• **Tasks to carry out**:
A – In the OSHA enforcement news, copy the part from "Goodlettsville, Tennessee-based Dollar" up to and including "molds with resin.", substituting "contract worker" for "temporary worker".
B – Resume the OSHA enforcement news after its last sentence and carry it forward.

• **Extracted text**:
On July 5, the Occupational Safety and Health Administration (OSHA) announced citations for violations at a Greencastle, Pennsylvania, Dollar General store the agency had cited a year earlier. OSHA is seeking new penalties totaling $136,741.
Responding to a complaint, the agency began an inspection at the store on December 28, 2021, and found conditions similar to those for which the company has received numerous citations at locations throughout the country. OSHA cited the store with two repeat violations for blocked and constricted exit routes—the same violations the agency cited in June 2021.
OSHA inspectors found the Greencastle store staged excessive amounts of merchandise in the store’s aisles and stockroom.
Since 2017, the agency has issued numerous repeat and willful citations at Dollar General locations nationwide. Inspectors have cited violations related to obstructed exit routes and blocked portable fire extinguishers and electrical panels. According to the agency, Dollar General Corp.’s director of risk management, Adam Zager, has signed settlement agreements on several occasions, promising to resolve similar violations at the company’s stores.
“Dollar General Corp. has a substantial history of the same violations and hazards found at its stores all over the country,” Kevin T. Chambers, OSHA’s Harrisburg, Pennsylvania, area director, said in an agency statement. “Their repeated failures to correct these violations must end before an emergency leads to a tragedy.”
Goodlettsville, Tennessee-based Dollar General Corp. operates more than 18,000 stores in 46 states, according to the agency.
OSHA seeks $400K penalty from Texas manufacturer
On July 1, OSHA announced it is seeking $400,902 in penalties for 1 willful and 25 serious violations after a temporary worker suffered serious injuries after being struck by a large mold at a Sulfur Springs, Texas, concrete polymer manufacturing company.
The agency learned that a similar injury had occurred at Armorock LLC’s facility in March 2021 on the same platform where employees fill molds with resin.

• **Supplied data**:
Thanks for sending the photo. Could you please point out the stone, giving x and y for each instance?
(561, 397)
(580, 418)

• **Per-task outputs**:
A –
Goodlettsville, Tennessee-based Dollar General Corp. operates more than 18,000 stores in 46 states, according to the agency.
OSHA seeks $400K penalty from Texas manufacturer
On July 1, OSHA announced it is seeking $400,902 in penalties for 1 willful and 25 serious violations after a contract worker suffered serious injuries after being struck by a large mold at a Sulfur Springs, Texas, concrete polymer manufacturing company.
The agency learned that a similar injury had occurred at Armorock LLC’s facility in March 2021 on the same platform where employees fill molds with resin.

B –
“Armorock LLC’s willingness to ignore hazards that previously caused a worker’s injury is difficult to understand,” Basil Singh, OSHA’s Dallas area director, said in an agency statement. “Employers are legally obligated to provide a safe workplace for all employees, including temporary workers.”
OSHA inspectors also determined that the employer’s poor housekeeping exposed workers to airborne concentrations of respirable crystalline silica, which put workers at increased risk of serious silica-related diseases, including silicosis, an incurable lung disease that can lead to disability and death; lung cancer; and chronic obstructive pulmonary or kidney disease.
In addition to the lack of machine guards and silica exposure, the company was cited for:
- Failing to provide proper machine guarding on a rotating table used to pour concrete into the molds,
- Exposing workers to slip and trip hazards in the production area,
- Failing to provide adequate energy control procedures or sufficient lockout/tagout devices,
- Failing to provide the correct respirators and not performing annual fit testing on employees,
- Not making eyewash stations available in some areas where they may be needed,
- Not implementing a process safety management program, and
- Using slings compromised with concrete buildup to lift large objects.
According to the agency, Armorock LLC has about 100 employees who manufacture concrete polymer manholes and other wastewater structures at its Sulphur Springs, Texas; Boulder City, Nevada; and Plant City, Florida, facilities.